TO DO |
[A] In the passage on suspension formulations of radioprotective aryl sulfones, what is the preferred concentration of the suspending agent?
[B] Resume the passage on suspension formulations of radioprotective aryl sulfones, beginning after its final sentence.

DOCUMENT EXTRACT |
Another exemplary suspension formulation of the present invention comprises between about 20mg/ml to about 150mg/ml of at least one radioprotective α, β unsaturated aryl sulfone and at least one hydrophilic wetting agent in an amount between about 1% w/v and about 50% w/v selected from the group consisting of Sorbitan monopalmitate (Span 40), Sorbitan monolaurate (Span 20),
Polyoxyethylene sorbitan tristearate, (Tween 65), Polyoxyethylene sorbitan trioleate, (Tween 85), Polyethylene glycol 400, Polysorbate 60, NF, (Tween 60), Polyoxyethylene monostearate, Polysorbate 80, NF, (Tween 80), Polysorbate 40, NF, (Tween 40), Polysorbate 20, NF, (Tween 20) , an agent to effect isotonicity selected from the group consisting of NaCl and manitol; and, a buffer selected from the group consisting of potassium phosphate, trisodium orthophosphate, disodium hydrogen phosphate, sodium bicarbonate, as well as sodium citrate, potassium citrate, N-methylglucamine, L(+) lysine, glycine and L(+) arginine wherein the composition exhibits a pH between about 7.5 and about 9.5.
The isotonicity of the formulation vehicle is preferably adjusted by sodium chloride. However, mannitol could also be used or potassium chloride, for example. Indeed, any suitable pharmaceutical agent known in the art as a proper excipient in the industry may be used to adjust the isotonicity of compositions described herein. The viscosity of the formulation, for example, may be adjusted using a suitable suspending agent, for example carboxy methyl cellulose or any of the similar excipients well known in the art. See, e.g., Handbook of Pharmaceutical Excipients, for example. The suspending agent will be biocompatible and suitable for parenteral administration. The concentration of the suspending agent could vary from 0.1 to 5%. The preferred amount is in the range of about 1%.
Another example embodiment of a suspension formulation comprises the sodium salt of (E)-4-carboxystyryl-4-chlorobenzylsulfone (ON.1210.Na) in an amount between about 20mg/ml and about 75mg/ml, the buffer is potassium phosphate, the isotonicity agent is NaCl, and the hydrophilic wetting agent is tween 80 in an amount of about 1% w/v; and, wherein the composition exhibits a pH between about 8 and about 8.6.

INFORMATION SUPPLIED |
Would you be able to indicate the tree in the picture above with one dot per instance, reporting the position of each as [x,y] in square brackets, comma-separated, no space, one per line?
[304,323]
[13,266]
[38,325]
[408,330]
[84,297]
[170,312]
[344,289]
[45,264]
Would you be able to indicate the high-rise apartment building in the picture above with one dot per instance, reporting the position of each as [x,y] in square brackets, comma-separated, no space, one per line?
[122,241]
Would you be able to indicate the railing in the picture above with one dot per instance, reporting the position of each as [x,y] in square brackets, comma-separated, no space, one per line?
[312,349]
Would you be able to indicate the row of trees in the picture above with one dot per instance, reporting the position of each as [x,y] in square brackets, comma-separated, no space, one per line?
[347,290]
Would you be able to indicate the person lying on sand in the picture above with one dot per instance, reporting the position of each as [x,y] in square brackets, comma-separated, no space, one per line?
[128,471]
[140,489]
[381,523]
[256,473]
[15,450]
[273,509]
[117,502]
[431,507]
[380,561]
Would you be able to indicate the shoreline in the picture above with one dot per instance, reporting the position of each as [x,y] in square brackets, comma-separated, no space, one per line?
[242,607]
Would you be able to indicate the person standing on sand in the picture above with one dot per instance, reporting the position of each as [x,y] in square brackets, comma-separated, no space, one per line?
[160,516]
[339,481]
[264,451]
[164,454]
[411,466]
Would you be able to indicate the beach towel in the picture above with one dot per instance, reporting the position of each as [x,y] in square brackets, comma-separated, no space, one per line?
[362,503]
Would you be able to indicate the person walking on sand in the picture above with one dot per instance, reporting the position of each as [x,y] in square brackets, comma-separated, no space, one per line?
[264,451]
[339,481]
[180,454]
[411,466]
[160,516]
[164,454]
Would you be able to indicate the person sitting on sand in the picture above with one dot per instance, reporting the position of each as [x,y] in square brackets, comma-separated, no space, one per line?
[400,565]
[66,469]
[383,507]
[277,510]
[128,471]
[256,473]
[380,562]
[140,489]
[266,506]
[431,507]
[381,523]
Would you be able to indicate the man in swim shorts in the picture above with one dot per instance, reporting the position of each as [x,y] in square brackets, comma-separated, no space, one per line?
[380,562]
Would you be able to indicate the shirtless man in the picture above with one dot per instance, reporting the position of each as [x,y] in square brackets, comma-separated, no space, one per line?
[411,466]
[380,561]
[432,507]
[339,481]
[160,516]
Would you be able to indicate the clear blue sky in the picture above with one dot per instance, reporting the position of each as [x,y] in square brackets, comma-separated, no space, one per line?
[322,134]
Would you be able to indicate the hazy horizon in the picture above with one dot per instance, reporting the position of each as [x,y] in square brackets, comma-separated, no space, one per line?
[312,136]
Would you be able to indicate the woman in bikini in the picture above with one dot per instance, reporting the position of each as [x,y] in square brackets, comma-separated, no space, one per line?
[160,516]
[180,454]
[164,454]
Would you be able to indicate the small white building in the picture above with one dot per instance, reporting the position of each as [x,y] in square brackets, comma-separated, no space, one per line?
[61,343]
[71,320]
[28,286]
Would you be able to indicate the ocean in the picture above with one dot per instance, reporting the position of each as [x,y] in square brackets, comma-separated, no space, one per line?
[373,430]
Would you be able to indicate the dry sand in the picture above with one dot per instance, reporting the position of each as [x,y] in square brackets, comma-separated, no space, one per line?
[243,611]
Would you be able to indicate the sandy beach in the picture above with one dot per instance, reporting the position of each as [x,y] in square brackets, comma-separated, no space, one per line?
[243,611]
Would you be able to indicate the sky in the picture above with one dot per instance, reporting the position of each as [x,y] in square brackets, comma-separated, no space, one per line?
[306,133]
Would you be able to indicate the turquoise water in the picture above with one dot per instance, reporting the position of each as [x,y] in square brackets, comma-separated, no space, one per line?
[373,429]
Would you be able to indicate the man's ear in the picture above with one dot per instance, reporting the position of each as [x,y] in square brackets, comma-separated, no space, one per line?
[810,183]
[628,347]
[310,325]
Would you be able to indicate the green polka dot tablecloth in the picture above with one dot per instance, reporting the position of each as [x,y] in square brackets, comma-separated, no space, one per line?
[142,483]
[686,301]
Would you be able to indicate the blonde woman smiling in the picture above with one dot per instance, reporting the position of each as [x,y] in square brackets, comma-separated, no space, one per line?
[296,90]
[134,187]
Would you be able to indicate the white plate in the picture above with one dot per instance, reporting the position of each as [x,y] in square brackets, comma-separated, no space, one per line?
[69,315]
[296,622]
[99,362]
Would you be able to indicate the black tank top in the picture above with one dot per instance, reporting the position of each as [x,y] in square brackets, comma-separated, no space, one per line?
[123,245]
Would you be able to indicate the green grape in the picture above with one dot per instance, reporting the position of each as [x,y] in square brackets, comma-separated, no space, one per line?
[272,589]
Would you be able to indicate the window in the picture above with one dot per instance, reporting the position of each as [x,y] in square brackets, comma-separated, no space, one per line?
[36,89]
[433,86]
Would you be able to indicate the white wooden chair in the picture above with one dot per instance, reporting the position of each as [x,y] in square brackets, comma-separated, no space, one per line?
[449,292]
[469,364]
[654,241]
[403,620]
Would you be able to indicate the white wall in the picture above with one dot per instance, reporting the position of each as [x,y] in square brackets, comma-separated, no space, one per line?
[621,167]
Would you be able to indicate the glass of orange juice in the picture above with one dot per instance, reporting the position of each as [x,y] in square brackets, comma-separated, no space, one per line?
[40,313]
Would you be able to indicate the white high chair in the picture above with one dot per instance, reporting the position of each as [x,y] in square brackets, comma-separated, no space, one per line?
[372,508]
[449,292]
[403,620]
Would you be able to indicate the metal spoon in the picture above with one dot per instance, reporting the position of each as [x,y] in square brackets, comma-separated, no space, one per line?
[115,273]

ANSWERS BELOW |
[A] About 1%.

[B]
Further identified and disclosed herein is the fact that the half life of α, β unsaturated aryl sulfones, ON.1210.Na, for example, increases significantly when the route of administration is changed to intramuscular (in contrast to intravenous), and increases even further upon subcutaneous administration. When, ON.1210.Na, for example, is administered as a suspension described herein the half life of the drug is on the order of 30-40 hours depending on the specific formulation and its viscosity. This dramatic increase in half-life translates to prolonged exposure to drug over a period of 72 hours and beyond. This increase is possible because of an apparent low dissolution rate of drug from the site of administration.

ALTERNATE ELEMENTS FOR CURRENT FORMULATIONS
The term "water soluble polymer", as used herein, for use in alternate formulations of the present invention includes but is not limited to water soluble polymer excipients known in the art including poly-oxyethylene, poly-oxyethylene-poly-oxypropylene copolymer, polyvinylalcohol, polyvinylpyrrolidone (PVP)

(Povidone (soluble homopolymer of N-vinyl-2-pyrrolidone)), polyvinylpyridine N-oxide, copolymer of vinylpyridine N-oxide and vinylpyridine, and the like, as well as derivatives thereof, and combinations thereof. Poly-oxyethylene and/or poly-oxyethylene-poly-oxypropylene copolymers are example water-soluble polymers for use in alternate formulations of the present invention. Poloxamer 407 (e.g., Pluronic F 127, Lμtrol® micro 127). for example, and/or Poloxamer 188 (e.g., Pluronic F 68, Lμtrol® micro 68) are poly-oxyethylene-poly-oxypropylene copolymers that can be used independently or in combination in formulations of the present invention. BASF Corporation, Mount Olive, NJ.
Polyethylene glycols (PEGs) are preferred water soluble polymers. Low molecular weight liquid polyethylene glycols, for example, PEG 300, PEG 400, PEG 600, and PEG 800, are preferred water soluble polymers that can be used independently or in combination with each other, for example, in formulations of the present invention. Particularly preferred are PEG 300, PEG 400, and PEG 600. Lutrol® E 300. Lutrol® E 400 and Lutrol® E 600. for example, are commercially available from BASF Corporation, Mount Olive, NJ. PEG 400 (Polyethylene glycol 400, Macrogol 400, PEG 400, Poly(oxy- 1 ,2-ethanediyl),alpha-hydro-omega-hydroxy- (CAS No: 25322-68-3)), e.g., Lutrol® E 400. is preferred. Example water soluble polymers selected from the group consisting essentially of PEG 300, PEG 400, PEG 600, and PEG 800 are preferred. Although not specifically listed here PEG products substantially the same, otherwise within this characteristic range of PEG entities, may be employed in compositions of the present invention.
Low molecular weight povidone grades (CAS No: 9003-39-8), Kollidon® 12 PF and Kollidon® 17 PF. for example, form a soluble complex between the compounds and povidone. Both products are available as pyrogen-free powders, suitable for use in injectables, from BASF Corporation, Mount Olive, NJ.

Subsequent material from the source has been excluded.